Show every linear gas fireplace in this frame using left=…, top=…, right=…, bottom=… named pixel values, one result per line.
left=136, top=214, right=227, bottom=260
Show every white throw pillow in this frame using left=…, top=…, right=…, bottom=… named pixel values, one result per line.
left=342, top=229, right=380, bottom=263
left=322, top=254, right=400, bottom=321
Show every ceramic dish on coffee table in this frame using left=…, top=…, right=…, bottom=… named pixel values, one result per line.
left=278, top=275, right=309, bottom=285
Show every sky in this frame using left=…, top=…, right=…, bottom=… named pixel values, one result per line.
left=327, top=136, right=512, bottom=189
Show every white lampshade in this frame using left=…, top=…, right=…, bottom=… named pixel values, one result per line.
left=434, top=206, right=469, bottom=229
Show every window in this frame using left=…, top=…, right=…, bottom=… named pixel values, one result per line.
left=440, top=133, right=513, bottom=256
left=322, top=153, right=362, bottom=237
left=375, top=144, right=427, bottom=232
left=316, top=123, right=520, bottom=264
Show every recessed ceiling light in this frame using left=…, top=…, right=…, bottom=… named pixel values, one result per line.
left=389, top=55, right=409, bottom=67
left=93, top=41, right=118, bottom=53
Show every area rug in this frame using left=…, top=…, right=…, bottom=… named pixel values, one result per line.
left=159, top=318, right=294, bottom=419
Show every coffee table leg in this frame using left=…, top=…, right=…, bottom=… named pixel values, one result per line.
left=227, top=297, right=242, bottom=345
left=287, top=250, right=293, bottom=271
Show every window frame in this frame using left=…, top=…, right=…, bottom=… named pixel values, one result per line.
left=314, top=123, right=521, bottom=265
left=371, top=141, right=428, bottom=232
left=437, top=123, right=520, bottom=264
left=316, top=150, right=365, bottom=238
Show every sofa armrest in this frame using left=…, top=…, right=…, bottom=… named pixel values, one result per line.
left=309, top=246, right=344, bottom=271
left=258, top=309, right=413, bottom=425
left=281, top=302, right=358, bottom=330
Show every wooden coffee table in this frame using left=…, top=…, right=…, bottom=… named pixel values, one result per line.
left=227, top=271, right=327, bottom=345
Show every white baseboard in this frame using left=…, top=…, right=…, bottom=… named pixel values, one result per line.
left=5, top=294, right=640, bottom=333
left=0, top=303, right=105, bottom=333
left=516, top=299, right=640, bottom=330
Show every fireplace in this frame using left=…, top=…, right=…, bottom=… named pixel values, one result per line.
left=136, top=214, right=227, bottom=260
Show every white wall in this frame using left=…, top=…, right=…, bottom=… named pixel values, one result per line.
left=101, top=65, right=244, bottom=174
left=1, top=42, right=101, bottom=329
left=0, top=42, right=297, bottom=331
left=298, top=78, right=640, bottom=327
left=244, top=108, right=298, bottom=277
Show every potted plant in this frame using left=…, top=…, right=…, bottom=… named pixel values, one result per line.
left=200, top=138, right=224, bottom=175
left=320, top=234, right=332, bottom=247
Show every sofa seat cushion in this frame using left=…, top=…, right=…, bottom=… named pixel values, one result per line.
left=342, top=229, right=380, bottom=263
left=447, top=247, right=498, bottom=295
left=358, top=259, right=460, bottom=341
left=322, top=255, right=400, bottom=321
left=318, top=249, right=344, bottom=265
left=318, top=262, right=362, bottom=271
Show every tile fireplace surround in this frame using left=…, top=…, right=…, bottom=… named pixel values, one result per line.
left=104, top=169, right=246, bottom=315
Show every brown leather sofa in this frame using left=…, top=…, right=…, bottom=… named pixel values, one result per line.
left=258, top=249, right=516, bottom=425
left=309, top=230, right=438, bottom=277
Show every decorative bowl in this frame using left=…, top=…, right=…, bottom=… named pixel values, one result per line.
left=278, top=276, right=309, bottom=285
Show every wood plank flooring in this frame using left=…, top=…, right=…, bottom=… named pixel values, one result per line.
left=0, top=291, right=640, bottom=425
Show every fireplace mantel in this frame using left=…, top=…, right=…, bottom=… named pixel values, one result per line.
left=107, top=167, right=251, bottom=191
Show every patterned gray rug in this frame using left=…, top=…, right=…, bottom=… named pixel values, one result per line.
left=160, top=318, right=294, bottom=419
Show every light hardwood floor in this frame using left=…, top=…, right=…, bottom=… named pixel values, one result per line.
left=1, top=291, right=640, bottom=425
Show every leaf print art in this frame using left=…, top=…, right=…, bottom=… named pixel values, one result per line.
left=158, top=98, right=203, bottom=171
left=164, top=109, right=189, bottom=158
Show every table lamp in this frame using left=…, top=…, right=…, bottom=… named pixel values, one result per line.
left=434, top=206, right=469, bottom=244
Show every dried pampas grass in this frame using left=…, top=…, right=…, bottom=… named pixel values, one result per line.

++++

WHAT YOU WILL DO:
Please reproduce all the entries above, swapping "one result per line" for "one box per line" wherever it occurs and leaving everything else unchanged.

EXERCISE RESULT:
Show every linear gas fireplace in this frame using left=…, top=…, right=…, bottom=… named pixel values, one box per line.
left=136, top=214, right=227, bottom=260
Show every white throw pillow in this frame using left=…, top=…, right=…, bottom=… named pixel values, one box per line.
left=342, top=229, right=380, bottom=263
left=322, top=254, right=400, bottom=321
Show every ceramic dish on coffee table in this frame using left=…, top=…, right=…, bottom=… named pixel values, one box per line.
left=278, top=275, right=309, bottom=285
Show every sky in this frame using left=…, top=…, right=…, bottom=… named pixel values, one box per line.
left=327, top=136, right=512, bottom=189
Show every white lampshade in this frame using left=…, top=…, right=…, bottom=… named pixel values, one box per line.
left=434, top=206, right=469, bottom=229
Show every window in this frame using left=…, top=…, right=…, bottom=… named pixel values, one box per line.
left=440, top=133, right=513, bottom=256
left=322, top=153, right=362, bottom=237
left=375, top=144, right=427, bottom=232
left=316, top=123, right=520, bottom=264
Show every recessed ceiling light in this frame using left=…, top=…, right=…, bottom=… named pixel values, one box per line.
left=389, top=55, right=409, bottom=67
left=93, top=41, right=118, bottom=53
Show every area rug in this frame using left=…, top=…, right=…, bottom=… named pixel values, one box per line.
left=159, top=318, right=294, bottom=419
Show every coffee table leg in this frame using left=…, top=…, right=…, bottom=… named pixel values, one box per line.
left=227, top=297, right=242, bottom=345
left=287, top=250, right=293, bottom=271
Show every window frame in this frame using left=…, top=…, right=…, bottom=… named pixel values, one box per line.
left=314, top=123, right=521, bottom=265
left=371, top=141, right=428, bottom=232
left=437, top=123, right=520, bottom=264
left=316, top=150, right=365, bottom=238
Show every sofa armrest in this frame using left=…, top=…, right=…, bottom=… named pixel values, one box per line.
left=309, top=246, right=344, bottom=271
left=258, top=309, right=413, bottom=425
left=281, top=302, right=358, bottom=330
Show every wooden coffee table in this frame using left=…, top=…, right=…, bottom=… named pixel values, one box per line.
left=227, top=271, right=327, bottom=345
Show every white baseboard in this frame using left=…, top=…, right=…, bottom=… named pixel values, one box per line.
left=5, top=294, right=640, bottom=333
left=0, top=303, right=105, bottom=333
left=516, top=299, right=640, bottom=330
Show every fireplace in this frame using left=…, top=…, right=…, bottom=… named pixel values, one box per line.
left=136, top=214, right=227, bottom=260
Show every white wall in this frame using left=…, top=…, right=…, bottom=… named pixel values, one box per line.
left=101, top=65, right=244, bottom=174
left=1, top=42, right=101, bottom=329
left=0, top=42, right=297, bottom=331
left=298, top=78, right=640, bottom=327
left=244, top=108, right=298, bottom=277
Show every potted plant in this frame using left=…, top=…, right=…, bottom=… named pixel values, one box per line.
left=200, top=138, right=224, bottom=175
left=320, top=234, right=332, bottom=247
Show every sofa seat cushion in this frame using left=…, top=…, right=…, bottom=… named pixel values, one box per line.
left=342, top=229, right=380, bottom=263
left=447, top=247, right=498, bottom=295
left=358, top=259, right=460, bottom=341
left=322, top=255, right=400, bottom=321
left=318, top=249, right=344, bottom=265
left=318, top=262, right=362, bottom=271
Show every tile fireplace surround in this frame using left=…, top=…, right=…, bottom=… named pixel values, one box per line.
left=104, top=169, right=246, bottom=315
Show every brown leather sofa in this frame using left=…, top=…, right=…, bottom=… named pixel values, one box per line.
left=258, top=249, right=516, bottom=425
left=309, top=230, right=438, bottom=277
Show every decorative bowl in this frame using left=…, top=…, right=…, bottom=… named pixel values, one box per line.
left=278, top=276, right=309, bottom=285
Show every wood plank flooring in this frame using left=…, top=…, right=…, bottom=… named pixel values, one box per line.
left=0, top=291, right=640, bottom=425
Show every fireplace mantel in this frame using left=…, top=…, right=…, bottom=… named pixel values, one box per line.
left=107, top=167, right=251, bottom=191
Show every patterned gray rug in this frame using left=…, top=…, right=…, bottom=… named pixel values, one box per line.
left=160, top=318, right=294, bottom=419
Show every light hardwood floor in this frame using left=…, top=…, right=…, bottom=… named pixel values, one box per line.
left=1, top=291, right=640, bottom=425
Show every leaf print art in this frame using left=…, top=…, right=…, bottom=… named pixel values, one box per line.
left=158, top=98, right=203, bottom=171
left=164, top=109, right=189, bottom=158
Show every table lamp in this frame using left=…, top=…, right=…, bottom=… named pixel values, one box per line.
left=434, top=206, right=469, bottom=244
Show every dried pampas grass in this frame using left=…, top=…, right=…, bottom=… named pixel values, one box per line.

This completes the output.